▸ **Requirements**
Swap "bounding box" for "rectangle" throughout the rows below and write them out again with nothing else changed.

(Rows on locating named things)

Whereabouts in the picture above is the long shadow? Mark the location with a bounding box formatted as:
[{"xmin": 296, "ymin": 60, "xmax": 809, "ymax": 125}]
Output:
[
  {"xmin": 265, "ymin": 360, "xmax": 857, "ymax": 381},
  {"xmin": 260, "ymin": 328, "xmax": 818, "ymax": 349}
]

▸ **Answer below**
Whereabouts in the picture above is the long shadow? Mark the location with a rectangle formatted as:
[{"xmin": 296, "ymin": 60, "xmax": 809, "ymax": 125}]
Output:
[
  {"xmin": 265, "ymin": 360, "xmax": 857, "ymax": 381},
  {"xmin": 260, "ymin": 328, "xmax": 818, "ymax": 349}
]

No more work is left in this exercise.